WORK TO COMPLETE -
1 – In the 2021 convention report, whose life did the virtual pilgrimage follow?
2 – Continue the 2021 convention report on the program's online offerings from its final sentence.

PAGE EXCERPT -
=== Section Start ===

Report to Convention 2021
Going into the fall of 2020 was a great challenge for our program as it was for so many. Students had been comfortable with doing online programming in the spring when we still labored under the idea that this was all a relatively short-term aberration from our routine. The realization that all things would be online for an indeterminate time made it much harder to engage over zoom when so much of life on campus was already mediated that way. While maintaining a regular schedule of various daily office offerings as well as prayers for special events such as election day, I also developed a series of retreats that could be self-guided as well as other virtual experiences. We also released a virtual pilgrimage following the life of St. Cuthbert. In December I hosted a series of zoom interviews during Advent. The speakers and topics were: Brother John of the Taizé Community who spoke on the concept of Metanoia; the Rev. Dr. Robert Tobin from the diocese of Southwark who has published a book on the transformation of the Episcopal Church to a justice centered church in the post-war period; the Rev. Dr. Andy Shamel who discussed his recently completed doctoral work on justice and fantasy; and Dr. Kathryn Barush of the GTU who presented on images of the Virgin Mary.
In the Spring we held, once again, our service of Candlemas online. Students and alumni contributed music and readings and Bishop Marc offered a moving prayer and blessing of the candles. What was originally supposed to be a virtual “spring break trip” to New Orleans morphed into a series of Tenebrae videos using the history and climatic vulnerability of New Orleans as a reference point for the Tenebrae prayers. These videos are all available on our facebook page (facebook.com/calepiscopal). During Lent I also offered a weekly book discussion on zoom using C.S. Lewis’s The Silver Chair from the Narnia series. I also produced a series of daily Lenten meditations using a late classical Christian mythological bestiary and providing coloring images for each beast. Further I offered a musical listening exercise that paralleled the Membra Jesu Nostri by Dietrich Buxtehude with Sufjan Stevens’s album “The Ascension.” In May I was able to take advantage of the nice weather and increasing vaccine rates to do the first one on one meetings with students in over a year.

=== Section End ===

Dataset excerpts
=== Section Start ===

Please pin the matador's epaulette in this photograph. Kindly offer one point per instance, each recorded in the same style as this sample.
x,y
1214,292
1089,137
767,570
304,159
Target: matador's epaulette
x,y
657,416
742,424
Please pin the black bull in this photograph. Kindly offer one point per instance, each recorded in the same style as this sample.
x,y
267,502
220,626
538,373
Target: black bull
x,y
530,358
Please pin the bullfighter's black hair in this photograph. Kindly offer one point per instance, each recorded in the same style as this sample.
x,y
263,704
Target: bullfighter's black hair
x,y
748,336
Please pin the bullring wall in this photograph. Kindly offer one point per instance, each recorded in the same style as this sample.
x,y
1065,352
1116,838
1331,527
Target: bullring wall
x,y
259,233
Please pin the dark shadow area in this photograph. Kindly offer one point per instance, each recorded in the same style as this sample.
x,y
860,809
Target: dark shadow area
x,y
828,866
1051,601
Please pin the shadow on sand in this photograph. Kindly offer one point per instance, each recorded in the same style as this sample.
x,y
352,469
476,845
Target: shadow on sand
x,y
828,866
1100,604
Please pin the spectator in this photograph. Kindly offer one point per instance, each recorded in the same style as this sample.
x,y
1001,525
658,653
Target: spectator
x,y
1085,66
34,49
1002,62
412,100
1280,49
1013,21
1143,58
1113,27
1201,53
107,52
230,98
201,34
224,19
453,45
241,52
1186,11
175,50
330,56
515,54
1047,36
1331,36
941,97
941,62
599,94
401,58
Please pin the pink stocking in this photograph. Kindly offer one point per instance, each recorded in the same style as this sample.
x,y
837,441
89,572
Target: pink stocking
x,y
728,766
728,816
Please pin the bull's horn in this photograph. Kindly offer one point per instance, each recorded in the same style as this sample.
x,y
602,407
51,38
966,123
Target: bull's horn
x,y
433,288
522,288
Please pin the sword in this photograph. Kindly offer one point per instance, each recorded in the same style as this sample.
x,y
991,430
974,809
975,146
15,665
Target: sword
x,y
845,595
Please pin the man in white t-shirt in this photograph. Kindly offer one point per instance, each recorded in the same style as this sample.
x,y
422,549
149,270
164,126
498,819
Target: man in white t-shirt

=== Section End ===

WRITTEN ANSWERS -
1 – St. Cuthbert

2 –
What seemed like an optimistic summer faded into the uncertain fall semester. Each week all members of the Cal community checked to see what the latest campus guidelines would be and if the semester would resume in person. Although classes did resume the uncertainty made it difficult to make any meaningful plans. We are all finding our way forward as we rebuild our community. There is a longing for community and connection and I look forward to see how we rise up strengthened from this time. Although this semester has not been the kind of exciting renewal of programs that I had hoped for, I find joy in the ongoing commitment to faith, community, and justice that marks our membership and I am reassured that we will continue to offer a place of spiritual growth and refuge for students. Thank you for your prayers and your support of this ministry.
Respectfully submitted by Tom Poynor, Episcopal Chaplain to UC Berkeley.